_EXERCISE INSTRUCTIONS_: Search the lines of the records for the word "with", and copy every line that has it.

_MATERIAL PROVIDED_:
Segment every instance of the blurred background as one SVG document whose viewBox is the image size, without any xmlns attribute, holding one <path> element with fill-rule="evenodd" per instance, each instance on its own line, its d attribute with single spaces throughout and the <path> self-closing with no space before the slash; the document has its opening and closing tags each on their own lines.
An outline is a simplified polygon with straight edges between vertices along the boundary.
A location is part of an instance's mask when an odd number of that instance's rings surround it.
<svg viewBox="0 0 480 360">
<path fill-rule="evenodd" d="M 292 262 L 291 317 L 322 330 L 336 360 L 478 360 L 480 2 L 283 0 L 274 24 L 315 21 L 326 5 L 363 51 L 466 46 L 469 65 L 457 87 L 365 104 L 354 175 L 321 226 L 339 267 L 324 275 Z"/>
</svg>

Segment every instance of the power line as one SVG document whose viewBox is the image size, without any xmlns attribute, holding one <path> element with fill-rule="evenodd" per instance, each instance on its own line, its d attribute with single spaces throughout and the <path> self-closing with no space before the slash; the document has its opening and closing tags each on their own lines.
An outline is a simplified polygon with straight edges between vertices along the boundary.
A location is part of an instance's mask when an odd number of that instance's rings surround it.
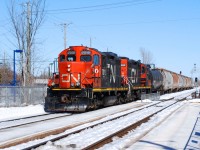
<svg viewBox="0 0 200 150">
<path fill-rule="evenodd" d="M 133 5 L 141 5 L 141 4 L 146 4 L 146 3 L 154 3 L 158 1 L 162 1 L 162 0 L 132 0 L 132 1 L 125 1 L 125 2 L 118 2 L 118 3 L 85 6 L 85 7 L 46 10 L 45 12 L 47 14 L 60 14 L 60 13 L 72 13 L 72 12 L 97 11 L 97 10 L 120 8 L 120 7 L 127 7 L 127 6 L 133 6 Z"/>
<path fill-rule="evenodd" d="M 97 10 L 104 10 L 104 9 L 111 9 L 111 8 L 128 7 L 132 5 L 140 5 L 140 4 L 146 4 L 146 3 L 154 3 L 157 1 L 162 1 L 162 0 L 130 0 L 130 1 L 125 1 L 125 2 L 107 3 L 107 4 L 99 4 L 99 5 L 92 5 L 92 6 L 45 10 L 44 12 L 46 12 L 46 14 L 60 14 L 60 13 L 72 13 L 72 12 L 97 11 Z M 34 11 L 32 13 L 34 14 Z M 8 20 L 7 23 L 4 23 L 3 25 L 0 25 L 0 26 L 5 26 L 11 22 L 10 18 L 4 19 L 4 20 L 5 21 Z M 1 20 L 1 22 L 4 22 L 4 20 Z"/>
<path fill-rule="evenodd" d="M 79 26 L 79 27 L 103 27 L 103 26 L 121 26 L 121 25 L 133 25 L 133 24 L 151 24 L 151 23 L 168 23 L 168 22 L 180 22 L 180 21 L 192 21 L 200 20 L 200 18 L 180 18 L 180 19 L 166 19 L 166 20 L 152 20 L 152 21 L 138 21 L 138 22 L 124 22 L 116 24 L 96 24 L 88 26 Z"/>
</svg>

_TASK ANSWER_:
Segment every instance of the blurred background as one SVG document whose viewBox is the image size, without any xmlns attribute, holding one <path> element with fill-rule="evenodd" per instance, each instance on its own line, its d attribute with single spaces throughout and the <path> self-closing with no space before the slash; the document has its opening and closing tags each on their own lines.
An outline is a simplified polygon with straight edges between vertices along the boundary.
Segment every instance of the power line as one SVG document whose viewBox is the image size, without any xmlns attribute, holding one <path> element with fill-rule="evenodd" per instance, each instance on its own line, its d attribute with single spaces throughout and the <path> self-closing with no space before the slash; the document has its opening and closing tags each on their own lines.
An outline is a simplified polygon with straight edges between vertices along the boundary.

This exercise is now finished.